■ **Task prompt**:
You are asked to write out the full listing exactly as it stands.
--- Data for this exercise Enclosed Below ---
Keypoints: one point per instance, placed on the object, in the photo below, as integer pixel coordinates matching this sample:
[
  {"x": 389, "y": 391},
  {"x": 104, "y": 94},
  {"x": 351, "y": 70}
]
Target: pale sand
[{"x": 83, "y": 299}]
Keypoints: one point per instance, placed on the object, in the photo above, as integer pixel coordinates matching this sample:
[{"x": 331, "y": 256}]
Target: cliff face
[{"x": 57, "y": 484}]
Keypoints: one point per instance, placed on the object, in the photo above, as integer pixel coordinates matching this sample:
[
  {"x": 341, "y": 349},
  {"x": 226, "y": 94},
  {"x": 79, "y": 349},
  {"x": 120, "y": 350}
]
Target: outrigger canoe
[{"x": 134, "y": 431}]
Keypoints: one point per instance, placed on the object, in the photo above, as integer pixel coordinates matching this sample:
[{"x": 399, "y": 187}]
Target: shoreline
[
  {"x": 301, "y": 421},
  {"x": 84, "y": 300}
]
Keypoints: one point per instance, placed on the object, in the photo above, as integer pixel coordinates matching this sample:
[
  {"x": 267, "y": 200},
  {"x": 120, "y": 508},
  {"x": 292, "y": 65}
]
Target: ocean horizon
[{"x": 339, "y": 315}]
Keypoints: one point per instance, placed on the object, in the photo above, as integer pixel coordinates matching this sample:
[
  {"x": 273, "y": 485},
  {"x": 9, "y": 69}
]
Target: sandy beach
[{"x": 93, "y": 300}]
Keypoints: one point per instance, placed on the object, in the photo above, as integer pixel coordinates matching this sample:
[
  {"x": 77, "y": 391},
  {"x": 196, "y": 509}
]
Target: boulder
--- End of Enclosed Data for this exercise ---
■ **Exercise response**:
Keypoints: one point per instance, placed on the object, in the photo below, as integer pixel coordinates matching this sample:
[
  {"x": 389, "y": 391},
  {"x": 104, "y": 94},
  {"x": 351, "y": 70}
]
Target: pale sand
[{"x": 83, "y": 299}]
Keypoints: one point per instance, placed on the object, in the photo above, as integer pixel coordinates matching this sample:
[{"x": 331, "y": 256}]
Target: cliff face
[{"x": 57, "y": 484}]
Keypoints: one point per instance, placed on the object, in the photo above, as integer pixel coordinates matching this sample:
[
  {"x": 341, "y": 349},
  {"x": 226, "y": 94},
  {"x": 79, "y": 349},
  {"x": 120, "y": 350}
]
Target: outrigger canoe
[{"x": 134, "y": 431}]
Keypoints: one point per instance, placed on the object, in the photo above, as integer pixel coordinates matching this sample:
[{"x": 399, "y": 187}]
Target: shoreline
[
  {"x": 301, "y": 421},
  {"x": 84, "y": 300}
]
Keypoints: one point per instance, placed on the object, in the photo above, as integer pixel coordinates matching this sample:
[
  {"x": 267, "y": 200},
  {"x": 120, "y": 508},
  {"x": 292, "y": 65}
]
Target: ocean horizon
[{"x": 339, "y": 315}]
Keypoints: one point per instance, placed on the object, in the photo above, as integer pixel coordinates matching this sample:
[
  {"x": 273, "y": 485},
  {"x": 9, "y": 69}
]
Target: sandy beach
[{"x": 93, "y": 300}]
Keypoints: one point per instance, placed on the object, in the photo above, as integer pixel coordinates matching this sample:
[
  {"x": 77, "y": 391},
  {"x": 196, "y": 509}
]
Target: boulder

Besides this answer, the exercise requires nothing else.